Excerpt provided:
■ ■ ■ ■ ■

Advanced

Scaling to Millions of Users

Moving from a prototype recommendation system to one that serves 100M+ users at sub-100ms latency requires careful architectural decisions around embedding storage, model serving, caching, and the balance between pre-computation and real-time inference.

Embedding Table Sharding

At scale, embedding tables for users and items can be enormous. 100M users with 128-dimensional float32 embeddings = 48GB. This does not fit in a single machine's memory, so you need to shard.

import hashlib
from typing import Optional
import numpy as np

class ShardedEmbeddingStore:
    """Distributed embedding storage across multiple shards.

    Uses consistent hashing to map entity IDs to shards.
    Each shard is a separate Redis instance (or Memcached, or custom store).
    """
    def __init__(self, shard_clients: list, embedding_dim: int = 128):
        self.shards = shard_clients
        self.num_shards = len(shard_clients)
        self.embedding_dim = embedding_dim

    def _get_shard(self, entity_id: str) -> int:
        """Consistent hashing: same entity always maps to same shard."""
        hash_value = int(hashlib.md5(entity_id.encode()).hexdigest(), 16)
        return hash_value % self.num_shards

    def get_embedding(self, entity_id: str) -> Optional[np.ndarray]:
        shard_idx = self._get_shard(entity_id)
        client = self.shards[shard_idx]
        data = client.get(f"emb:{entity_id}")
        if data is None:
            return None
        return np.frombuffer(data, dtype=np.float32)

    def set_embedding(self, entity_id: str, embedding: np.ndarray):
        shard_idx = self._get_shard(entity_id)
        client = self.shards[shard_idx]
        client.set(f"emb:{entity_id}", embedding.astype(np.float32).tobytes())

■ ■ ■ ■ ■

Instructions to follow: Restate the passage of the scaling article that opens with "Moving from a" and closes with "and real-time inference.", with "caching" swapped out for "batching".

■ ■ ■ ■ ■

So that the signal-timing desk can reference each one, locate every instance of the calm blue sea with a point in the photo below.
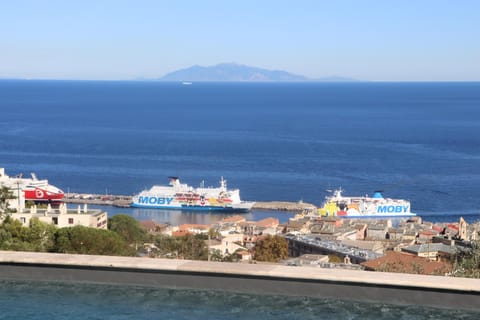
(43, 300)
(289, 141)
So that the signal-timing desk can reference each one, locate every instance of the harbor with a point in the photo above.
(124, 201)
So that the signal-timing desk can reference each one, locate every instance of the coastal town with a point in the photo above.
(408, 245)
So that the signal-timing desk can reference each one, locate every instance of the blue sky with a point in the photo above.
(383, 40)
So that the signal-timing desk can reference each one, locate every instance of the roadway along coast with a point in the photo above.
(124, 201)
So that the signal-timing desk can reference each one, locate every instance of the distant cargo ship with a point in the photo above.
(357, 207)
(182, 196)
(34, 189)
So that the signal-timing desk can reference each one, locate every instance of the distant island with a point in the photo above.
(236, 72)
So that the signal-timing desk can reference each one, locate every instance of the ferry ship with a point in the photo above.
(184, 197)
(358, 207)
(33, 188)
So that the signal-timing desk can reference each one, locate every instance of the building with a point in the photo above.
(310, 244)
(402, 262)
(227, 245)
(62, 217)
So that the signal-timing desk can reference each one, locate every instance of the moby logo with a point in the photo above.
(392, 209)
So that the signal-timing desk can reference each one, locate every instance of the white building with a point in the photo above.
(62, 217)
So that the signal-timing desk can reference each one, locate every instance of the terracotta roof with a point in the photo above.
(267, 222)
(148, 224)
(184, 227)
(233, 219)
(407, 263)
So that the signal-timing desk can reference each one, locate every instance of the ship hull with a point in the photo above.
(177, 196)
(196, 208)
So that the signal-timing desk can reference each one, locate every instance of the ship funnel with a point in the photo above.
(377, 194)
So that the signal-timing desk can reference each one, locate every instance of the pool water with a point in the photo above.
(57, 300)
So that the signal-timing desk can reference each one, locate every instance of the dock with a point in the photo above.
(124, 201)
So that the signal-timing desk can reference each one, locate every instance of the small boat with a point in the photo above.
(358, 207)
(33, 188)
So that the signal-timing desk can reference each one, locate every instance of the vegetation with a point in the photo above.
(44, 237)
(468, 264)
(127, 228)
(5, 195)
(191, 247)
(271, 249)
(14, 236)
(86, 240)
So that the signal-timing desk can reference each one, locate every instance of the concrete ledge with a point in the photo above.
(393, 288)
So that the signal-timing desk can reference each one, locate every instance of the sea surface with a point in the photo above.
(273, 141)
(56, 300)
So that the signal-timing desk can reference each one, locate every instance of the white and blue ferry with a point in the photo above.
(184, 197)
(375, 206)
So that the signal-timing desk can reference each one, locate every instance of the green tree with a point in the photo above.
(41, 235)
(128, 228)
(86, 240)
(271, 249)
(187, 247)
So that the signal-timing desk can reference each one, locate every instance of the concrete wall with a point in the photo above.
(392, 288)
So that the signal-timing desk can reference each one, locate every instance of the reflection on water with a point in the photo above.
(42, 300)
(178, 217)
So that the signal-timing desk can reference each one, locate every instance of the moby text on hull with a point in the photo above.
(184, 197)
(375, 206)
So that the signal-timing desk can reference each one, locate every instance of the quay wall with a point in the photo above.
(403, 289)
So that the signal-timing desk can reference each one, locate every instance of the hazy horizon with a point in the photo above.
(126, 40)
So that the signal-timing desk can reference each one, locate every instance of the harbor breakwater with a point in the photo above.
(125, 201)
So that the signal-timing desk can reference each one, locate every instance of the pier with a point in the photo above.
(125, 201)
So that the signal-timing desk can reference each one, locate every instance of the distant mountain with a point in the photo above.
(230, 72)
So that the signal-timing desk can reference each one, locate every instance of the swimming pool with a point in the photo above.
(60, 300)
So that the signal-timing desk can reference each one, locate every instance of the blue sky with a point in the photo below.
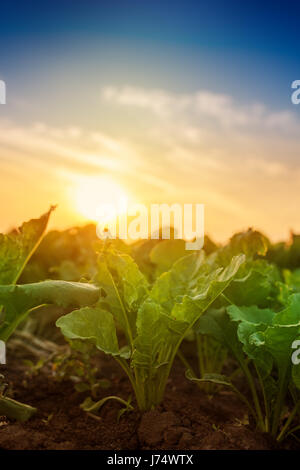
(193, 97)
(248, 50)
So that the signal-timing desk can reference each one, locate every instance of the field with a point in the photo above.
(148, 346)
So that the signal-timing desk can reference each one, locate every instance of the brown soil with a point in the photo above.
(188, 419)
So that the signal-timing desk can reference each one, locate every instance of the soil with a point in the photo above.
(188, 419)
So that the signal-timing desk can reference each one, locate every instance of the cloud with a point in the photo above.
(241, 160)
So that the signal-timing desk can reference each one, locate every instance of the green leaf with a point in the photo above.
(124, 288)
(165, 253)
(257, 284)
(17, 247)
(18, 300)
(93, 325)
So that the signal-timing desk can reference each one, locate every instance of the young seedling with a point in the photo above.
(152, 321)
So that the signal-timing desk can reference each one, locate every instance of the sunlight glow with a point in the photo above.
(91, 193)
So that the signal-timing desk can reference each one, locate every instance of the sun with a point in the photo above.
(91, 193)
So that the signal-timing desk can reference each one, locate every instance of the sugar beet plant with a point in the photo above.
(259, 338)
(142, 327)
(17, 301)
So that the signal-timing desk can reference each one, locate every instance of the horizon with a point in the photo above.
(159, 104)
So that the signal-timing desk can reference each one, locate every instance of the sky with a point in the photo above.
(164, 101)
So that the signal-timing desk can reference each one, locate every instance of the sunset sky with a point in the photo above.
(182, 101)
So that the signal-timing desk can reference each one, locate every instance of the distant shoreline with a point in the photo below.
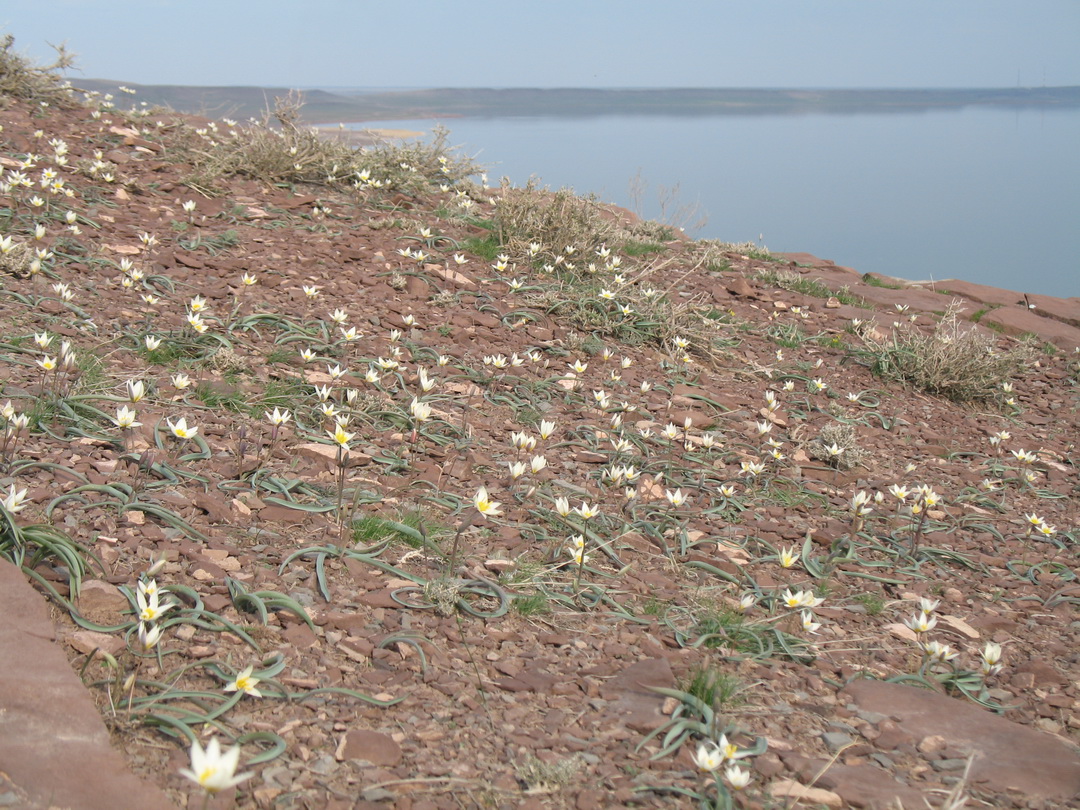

■ ■ ■ ■ ■

Response to the task:
Moving from a prototype recommendation system to one that serves 100M+ users at sub-100ms latency requires careful architectural decisions around embedding storage, model serving, batching, and the balance between pre-computation and real-time inference.